### [Action item]
Whichever lines of the entries hold the word "below" should be identified and copied.

### [Data under study]
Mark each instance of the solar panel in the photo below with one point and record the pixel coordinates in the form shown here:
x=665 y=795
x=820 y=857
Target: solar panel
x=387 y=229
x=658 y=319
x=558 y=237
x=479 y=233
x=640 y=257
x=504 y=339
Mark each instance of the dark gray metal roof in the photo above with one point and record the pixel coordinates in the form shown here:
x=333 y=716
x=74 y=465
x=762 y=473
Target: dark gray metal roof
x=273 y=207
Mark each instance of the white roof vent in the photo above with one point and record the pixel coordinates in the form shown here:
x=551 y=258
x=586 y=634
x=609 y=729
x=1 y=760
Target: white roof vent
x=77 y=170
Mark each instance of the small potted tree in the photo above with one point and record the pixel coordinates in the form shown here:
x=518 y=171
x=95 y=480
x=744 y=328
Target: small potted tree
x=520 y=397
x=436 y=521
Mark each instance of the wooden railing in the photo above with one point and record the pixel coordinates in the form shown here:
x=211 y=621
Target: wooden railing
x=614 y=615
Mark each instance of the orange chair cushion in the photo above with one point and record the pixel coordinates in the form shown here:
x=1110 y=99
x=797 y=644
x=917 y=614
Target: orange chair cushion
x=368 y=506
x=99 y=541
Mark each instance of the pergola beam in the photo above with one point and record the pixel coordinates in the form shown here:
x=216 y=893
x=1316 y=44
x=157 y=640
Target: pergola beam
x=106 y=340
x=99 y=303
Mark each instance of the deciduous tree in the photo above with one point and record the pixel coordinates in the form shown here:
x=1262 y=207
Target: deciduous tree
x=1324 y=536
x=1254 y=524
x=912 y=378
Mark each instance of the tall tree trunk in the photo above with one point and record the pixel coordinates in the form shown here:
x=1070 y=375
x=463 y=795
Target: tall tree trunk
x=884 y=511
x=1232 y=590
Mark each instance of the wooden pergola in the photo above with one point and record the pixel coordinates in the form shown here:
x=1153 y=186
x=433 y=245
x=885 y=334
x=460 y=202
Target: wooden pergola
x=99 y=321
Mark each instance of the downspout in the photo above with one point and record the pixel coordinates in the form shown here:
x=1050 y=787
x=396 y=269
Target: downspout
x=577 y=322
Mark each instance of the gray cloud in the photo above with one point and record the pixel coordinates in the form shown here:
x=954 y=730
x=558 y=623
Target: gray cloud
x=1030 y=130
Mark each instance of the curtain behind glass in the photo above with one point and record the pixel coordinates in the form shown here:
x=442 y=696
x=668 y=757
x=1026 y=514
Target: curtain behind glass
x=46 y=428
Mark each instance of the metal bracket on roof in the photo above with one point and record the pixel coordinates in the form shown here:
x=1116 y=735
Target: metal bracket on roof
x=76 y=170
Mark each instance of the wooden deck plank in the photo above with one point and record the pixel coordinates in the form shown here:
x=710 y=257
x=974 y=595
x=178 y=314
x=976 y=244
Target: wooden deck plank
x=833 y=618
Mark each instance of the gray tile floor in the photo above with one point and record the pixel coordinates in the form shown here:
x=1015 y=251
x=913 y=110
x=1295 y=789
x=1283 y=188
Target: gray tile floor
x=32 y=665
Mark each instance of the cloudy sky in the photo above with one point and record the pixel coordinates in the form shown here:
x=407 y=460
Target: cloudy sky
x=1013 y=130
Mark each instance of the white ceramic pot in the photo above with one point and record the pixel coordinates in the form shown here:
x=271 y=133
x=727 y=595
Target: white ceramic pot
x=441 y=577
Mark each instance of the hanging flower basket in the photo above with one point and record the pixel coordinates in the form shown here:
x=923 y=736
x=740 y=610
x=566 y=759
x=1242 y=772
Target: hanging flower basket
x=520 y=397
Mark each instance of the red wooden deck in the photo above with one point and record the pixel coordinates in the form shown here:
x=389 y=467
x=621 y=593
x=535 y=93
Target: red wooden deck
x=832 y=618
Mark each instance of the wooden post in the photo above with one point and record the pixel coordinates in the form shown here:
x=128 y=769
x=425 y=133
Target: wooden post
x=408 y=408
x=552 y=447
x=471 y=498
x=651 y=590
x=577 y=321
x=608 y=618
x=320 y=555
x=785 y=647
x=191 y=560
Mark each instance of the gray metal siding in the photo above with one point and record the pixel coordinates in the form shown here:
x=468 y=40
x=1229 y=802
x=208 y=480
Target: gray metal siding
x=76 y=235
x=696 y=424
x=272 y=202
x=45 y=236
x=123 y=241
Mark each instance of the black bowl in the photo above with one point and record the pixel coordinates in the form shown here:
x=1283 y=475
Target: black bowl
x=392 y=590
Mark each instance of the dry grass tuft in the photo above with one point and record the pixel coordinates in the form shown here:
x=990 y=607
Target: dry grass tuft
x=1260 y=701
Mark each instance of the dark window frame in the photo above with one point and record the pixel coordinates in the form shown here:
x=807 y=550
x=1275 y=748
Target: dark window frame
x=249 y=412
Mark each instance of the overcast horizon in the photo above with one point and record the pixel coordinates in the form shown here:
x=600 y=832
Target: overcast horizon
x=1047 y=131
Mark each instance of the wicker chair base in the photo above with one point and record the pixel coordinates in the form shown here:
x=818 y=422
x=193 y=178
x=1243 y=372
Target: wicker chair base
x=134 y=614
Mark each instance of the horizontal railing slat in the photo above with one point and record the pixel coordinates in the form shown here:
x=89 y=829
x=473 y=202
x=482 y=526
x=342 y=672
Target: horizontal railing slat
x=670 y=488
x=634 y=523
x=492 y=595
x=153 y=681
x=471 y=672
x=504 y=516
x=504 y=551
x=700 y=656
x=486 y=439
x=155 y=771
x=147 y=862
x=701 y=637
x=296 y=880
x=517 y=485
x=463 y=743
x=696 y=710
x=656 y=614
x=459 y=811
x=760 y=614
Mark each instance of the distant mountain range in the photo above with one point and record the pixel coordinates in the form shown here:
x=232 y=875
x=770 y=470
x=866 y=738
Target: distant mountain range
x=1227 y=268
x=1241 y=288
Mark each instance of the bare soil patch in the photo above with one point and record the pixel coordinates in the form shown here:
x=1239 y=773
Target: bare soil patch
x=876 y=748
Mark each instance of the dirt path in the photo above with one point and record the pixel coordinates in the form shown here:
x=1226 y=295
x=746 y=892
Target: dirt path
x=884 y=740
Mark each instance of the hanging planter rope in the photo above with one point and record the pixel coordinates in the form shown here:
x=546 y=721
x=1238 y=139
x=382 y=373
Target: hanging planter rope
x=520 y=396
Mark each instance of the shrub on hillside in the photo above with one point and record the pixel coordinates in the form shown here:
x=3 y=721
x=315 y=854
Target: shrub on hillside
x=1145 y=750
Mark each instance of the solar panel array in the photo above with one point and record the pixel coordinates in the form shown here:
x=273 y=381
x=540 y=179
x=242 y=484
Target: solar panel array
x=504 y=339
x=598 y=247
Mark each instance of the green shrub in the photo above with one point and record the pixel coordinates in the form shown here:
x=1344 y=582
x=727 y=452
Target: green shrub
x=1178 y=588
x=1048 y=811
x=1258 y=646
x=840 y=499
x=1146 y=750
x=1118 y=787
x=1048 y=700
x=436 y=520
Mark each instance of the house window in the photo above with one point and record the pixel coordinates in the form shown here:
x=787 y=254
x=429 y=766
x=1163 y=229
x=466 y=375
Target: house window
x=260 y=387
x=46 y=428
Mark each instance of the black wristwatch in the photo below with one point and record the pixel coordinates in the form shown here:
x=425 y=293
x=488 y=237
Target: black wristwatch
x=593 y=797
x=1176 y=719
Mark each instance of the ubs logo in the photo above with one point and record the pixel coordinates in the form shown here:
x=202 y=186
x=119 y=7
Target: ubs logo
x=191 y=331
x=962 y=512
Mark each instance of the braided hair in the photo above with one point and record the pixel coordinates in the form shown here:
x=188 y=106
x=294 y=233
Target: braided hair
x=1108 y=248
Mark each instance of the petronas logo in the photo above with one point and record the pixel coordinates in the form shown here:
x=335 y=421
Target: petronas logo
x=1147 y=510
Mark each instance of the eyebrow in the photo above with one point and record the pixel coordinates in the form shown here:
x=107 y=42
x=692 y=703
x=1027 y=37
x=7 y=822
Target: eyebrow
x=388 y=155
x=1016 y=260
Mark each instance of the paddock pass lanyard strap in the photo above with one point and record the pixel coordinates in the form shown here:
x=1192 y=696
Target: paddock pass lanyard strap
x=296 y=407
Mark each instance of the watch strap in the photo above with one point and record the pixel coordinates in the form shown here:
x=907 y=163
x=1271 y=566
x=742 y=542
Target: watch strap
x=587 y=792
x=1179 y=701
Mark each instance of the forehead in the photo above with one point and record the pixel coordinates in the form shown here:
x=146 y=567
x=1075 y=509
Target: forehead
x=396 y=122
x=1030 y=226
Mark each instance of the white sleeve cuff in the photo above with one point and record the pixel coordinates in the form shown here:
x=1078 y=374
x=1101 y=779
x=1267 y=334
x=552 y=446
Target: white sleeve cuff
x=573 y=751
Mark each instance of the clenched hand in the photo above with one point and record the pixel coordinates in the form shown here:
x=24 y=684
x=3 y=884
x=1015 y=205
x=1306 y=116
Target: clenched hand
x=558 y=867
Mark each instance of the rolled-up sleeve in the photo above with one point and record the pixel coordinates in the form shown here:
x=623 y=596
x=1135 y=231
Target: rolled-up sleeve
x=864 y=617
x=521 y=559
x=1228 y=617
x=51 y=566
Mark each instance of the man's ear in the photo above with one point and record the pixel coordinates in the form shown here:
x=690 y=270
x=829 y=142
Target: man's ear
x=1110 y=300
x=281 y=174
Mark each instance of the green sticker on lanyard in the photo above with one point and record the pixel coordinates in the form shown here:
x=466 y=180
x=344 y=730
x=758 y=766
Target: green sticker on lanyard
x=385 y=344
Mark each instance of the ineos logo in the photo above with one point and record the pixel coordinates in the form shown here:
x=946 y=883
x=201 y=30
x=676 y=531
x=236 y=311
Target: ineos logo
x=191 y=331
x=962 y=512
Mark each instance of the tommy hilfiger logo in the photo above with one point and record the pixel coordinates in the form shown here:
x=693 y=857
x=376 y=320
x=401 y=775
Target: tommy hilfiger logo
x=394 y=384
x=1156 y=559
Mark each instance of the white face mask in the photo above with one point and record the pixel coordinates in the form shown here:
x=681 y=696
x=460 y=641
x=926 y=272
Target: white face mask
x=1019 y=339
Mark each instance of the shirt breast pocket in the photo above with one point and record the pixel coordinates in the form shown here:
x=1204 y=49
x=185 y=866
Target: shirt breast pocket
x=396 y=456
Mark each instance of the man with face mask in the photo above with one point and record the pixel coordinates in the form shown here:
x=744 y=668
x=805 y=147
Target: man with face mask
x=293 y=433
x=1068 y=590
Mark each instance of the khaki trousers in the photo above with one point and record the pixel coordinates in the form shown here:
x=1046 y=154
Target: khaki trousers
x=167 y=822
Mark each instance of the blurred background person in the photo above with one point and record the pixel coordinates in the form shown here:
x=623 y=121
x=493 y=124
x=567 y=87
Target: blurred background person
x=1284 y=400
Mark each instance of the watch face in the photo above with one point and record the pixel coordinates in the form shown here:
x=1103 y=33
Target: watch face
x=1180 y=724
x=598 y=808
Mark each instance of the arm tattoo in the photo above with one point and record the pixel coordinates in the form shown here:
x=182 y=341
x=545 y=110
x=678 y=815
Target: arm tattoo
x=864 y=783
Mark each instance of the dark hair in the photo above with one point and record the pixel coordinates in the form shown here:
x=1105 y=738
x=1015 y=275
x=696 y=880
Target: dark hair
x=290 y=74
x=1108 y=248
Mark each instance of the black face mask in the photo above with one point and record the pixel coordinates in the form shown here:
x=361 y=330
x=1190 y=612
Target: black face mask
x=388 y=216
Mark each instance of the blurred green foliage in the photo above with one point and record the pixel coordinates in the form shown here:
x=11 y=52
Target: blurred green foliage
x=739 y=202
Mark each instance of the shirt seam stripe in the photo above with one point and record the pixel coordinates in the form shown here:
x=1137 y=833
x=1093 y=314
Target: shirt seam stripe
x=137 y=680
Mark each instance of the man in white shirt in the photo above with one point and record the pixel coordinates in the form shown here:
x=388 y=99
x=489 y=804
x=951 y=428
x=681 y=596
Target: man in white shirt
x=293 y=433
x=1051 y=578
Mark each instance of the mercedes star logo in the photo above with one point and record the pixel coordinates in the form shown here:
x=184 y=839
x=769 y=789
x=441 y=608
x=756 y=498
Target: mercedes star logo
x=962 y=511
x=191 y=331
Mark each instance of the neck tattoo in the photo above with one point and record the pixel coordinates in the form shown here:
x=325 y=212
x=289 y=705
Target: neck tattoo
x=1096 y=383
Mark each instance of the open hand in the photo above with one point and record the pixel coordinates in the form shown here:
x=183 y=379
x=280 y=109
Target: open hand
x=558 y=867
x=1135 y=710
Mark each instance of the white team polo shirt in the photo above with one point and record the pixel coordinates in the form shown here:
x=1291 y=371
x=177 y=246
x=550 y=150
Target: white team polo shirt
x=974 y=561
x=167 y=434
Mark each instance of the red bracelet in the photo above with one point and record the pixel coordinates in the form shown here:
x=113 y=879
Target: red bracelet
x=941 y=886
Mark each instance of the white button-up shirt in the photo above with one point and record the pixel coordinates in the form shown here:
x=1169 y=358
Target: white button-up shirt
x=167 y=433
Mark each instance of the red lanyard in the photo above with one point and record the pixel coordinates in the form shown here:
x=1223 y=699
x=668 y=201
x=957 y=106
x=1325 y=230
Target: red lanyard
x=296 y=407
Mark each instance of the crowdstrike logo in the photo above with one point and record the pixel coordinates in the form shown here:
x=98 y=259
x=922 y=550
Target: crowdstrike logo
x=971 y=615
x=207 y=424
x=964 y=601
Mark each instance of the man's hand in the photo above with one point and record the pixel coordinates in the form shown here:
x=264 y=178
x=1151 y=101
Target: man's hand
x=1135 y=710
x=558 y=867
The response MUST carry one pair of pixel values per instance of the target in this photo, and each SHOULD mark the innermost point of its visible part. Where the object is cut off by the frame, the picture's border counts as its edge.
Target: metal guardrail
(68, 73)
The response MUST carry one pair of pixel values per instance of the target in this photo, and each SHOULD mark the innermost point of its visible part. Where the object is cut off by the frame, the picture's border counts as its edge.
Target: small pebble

### [Task output]
Mark each instance of the solar panel in the photo below with one point and record the pixel coordinates in the form shown here:
Mark each instance of the black wristwatch in the photo below with one point and record the pixel coordinates in the form shown here:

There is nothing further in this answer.